Stated exercise:
Pull out every line in the entries below that contains the word "hooked". Case counts.
==== Provided material ====
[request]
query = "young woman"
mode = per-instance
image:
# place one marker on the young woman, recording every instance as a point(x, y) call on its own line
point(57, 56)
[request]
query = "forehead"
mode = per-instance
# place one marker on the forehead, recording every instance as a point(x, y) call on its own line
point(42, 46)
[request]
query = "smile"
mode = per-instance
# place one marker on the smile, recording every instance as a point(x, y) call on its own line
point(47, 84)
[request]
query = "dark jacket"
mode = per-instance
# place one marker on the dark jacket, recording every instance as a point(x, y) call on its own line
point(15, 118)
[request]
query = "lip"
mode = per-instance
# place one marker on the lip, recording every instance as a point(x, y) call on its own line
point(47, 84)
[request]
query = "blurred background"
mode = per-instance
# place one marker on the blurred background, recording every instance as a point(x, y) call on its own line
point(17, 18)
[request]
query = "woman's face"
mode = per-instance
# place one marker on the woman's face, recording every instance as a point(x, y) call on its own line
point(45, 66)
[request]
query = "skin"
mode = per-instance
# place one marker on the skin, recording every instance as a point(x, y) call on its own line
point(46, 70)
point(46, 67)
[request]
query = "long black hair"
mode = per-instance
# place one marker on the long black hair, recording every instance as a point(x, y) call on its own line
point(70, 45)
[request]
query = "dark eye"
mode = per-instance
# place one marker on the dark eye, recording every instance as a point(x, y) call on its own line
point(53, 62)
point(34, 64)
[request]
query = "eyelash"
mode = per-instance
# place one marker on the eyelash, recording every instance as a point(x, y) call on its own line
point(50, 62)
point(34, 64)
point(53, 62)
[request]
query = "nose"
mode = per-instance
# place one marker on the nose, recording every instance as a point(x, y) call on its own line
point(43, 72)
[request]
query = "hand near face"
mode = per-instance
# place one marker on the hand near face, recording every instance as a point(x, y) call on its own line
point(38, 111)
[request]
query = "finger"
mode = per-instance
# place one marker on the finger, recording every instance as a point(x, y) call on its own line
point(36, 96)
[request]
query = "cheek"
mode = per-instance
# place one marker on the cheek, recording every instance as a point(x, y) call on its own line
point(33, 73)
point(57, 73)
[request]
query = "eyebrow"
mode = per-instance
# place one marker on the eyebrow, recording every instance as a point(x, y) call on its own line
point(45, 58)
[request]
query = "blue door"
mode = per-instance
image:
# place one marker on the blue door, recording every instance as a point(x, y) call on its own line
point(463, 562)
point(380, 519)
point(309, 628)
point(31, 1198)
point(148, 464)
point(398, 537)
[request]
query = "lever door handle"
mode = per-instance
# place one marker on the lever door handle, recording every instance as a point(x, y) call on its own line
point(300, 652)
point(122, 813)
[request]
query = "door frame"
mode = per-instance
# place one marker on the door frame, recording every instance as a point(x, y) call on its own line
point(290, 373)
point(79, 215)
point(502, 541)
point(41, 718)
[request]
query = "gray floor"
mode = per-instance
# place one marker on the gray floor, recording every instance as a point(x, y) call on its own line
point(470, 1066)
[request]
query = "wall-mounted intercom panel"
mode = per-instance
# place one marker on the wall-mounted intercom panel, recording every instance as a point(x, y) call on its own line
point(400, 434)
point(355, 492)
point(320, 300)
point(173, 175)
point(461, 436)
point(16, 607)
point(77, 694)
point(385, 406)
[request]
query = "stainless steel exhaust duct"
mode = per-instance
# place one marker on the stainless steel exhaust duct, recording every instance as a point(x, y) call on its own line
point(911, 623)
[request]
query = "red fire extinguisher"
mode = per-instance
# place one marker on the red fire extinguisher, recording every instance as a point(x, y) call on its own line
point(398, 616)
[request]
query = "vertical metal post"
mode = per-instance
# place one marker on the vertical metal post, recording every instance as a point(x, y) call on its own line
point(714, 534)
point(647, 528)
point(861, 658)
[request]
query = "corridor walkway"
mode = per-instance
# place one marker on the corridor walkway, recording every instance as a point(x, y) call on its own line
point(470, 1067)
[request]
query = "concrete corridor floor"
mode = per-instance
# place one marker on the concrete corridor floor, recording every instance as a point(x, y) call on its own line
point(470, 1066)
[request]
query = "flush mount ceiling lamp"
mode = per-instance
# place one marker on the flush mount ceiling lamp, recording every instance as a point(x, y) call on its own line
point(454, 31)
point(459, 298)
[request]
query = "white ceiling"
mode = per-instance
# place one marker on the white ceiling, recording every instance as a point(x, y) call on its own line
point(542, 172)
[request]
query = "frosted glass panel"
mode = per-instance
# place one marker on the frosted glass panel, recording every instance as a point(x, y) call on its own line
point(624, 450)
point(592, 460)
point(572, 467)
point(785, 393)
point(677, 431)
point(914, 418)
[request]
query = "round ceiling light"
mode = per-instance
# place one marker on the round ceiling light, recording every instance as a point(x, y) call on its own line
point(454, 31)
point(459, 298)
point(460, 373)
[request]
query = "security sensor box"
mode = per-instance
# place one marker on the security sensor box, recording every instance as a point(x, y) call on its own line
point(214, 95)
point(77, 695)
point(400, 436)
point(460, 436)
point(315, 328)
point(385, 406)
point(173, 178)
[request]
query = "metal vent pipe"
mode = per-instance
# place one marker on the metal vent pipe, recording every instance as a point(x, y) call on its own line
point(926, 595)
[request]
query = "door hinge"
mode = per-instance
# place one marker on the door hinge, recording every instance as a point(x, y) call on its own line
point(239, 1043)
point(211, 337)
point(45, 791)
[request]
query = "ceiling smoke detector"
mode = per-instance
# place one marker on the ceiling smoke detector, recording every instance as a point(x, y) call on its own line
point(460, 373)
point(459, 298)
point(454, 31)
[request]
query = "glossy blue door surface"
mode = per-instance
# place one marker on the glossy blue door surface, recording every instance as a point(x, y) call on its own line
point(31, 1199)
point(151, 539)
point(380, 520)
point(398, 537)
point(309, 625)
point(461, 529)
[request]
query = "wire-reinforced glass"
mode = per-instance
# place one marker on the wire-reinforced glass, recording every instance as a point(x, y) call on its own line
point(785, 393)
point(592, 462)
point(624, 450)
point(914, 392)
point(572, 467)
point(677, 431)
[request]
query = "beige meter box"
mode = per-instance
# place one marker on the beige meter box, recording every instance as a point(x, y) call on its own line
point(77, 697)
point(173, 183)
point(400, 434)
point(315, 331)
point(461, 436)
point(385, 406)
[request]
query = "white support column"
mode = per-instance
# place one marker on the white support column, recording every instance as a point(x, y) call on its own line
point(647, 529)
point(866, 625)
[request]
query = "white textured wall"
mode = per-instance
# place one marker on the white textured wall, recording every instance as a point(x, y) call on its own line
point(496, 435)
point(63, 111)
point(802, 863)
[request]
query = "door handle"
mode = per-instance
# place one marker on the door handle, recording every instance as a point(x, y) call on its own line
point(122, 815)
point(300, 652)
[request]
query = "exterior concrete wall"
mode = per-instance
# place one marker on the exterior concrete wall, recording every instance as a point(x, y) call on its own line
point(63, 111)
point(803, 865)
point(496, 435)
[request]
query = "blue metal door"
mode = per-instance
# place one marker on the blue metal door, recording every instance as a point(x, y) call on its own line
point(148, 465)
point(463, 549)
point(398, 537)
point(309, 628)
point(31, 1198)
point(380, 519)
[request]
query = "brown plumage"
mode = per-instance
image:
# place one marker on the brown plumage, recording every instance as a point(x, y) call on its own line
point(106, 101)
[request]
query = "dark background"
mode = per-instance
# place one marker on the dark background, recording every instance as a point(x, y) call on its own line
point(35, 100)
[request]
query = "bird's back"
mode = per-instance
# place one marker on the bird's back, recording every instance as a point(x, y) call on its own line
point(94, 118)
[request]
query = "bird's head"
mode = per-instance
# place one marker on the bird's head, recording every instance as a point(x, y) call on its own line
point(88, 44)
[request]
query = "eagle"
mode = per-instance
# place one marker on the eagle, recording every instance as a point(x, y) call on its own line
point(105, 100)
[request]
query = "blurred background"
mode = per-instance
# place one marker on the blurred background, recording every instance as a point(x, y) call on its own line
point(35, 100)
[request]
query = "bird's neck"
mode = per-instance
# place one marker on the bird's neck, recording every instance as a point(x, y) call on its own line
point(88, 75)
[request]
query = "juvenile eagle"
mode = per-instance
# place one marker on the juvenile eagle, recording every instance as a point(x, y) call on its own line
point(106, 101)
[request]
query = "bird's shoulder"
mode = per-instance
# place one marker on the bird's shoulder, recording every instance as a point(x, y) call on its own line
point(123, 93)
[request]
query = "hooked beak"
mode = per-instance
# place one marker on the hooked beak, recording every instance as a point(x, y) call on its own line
====
Written answer:
query = "hooked beak"
# place one marker on the hooked beak, recording every instance as a point(x, y) call on its own line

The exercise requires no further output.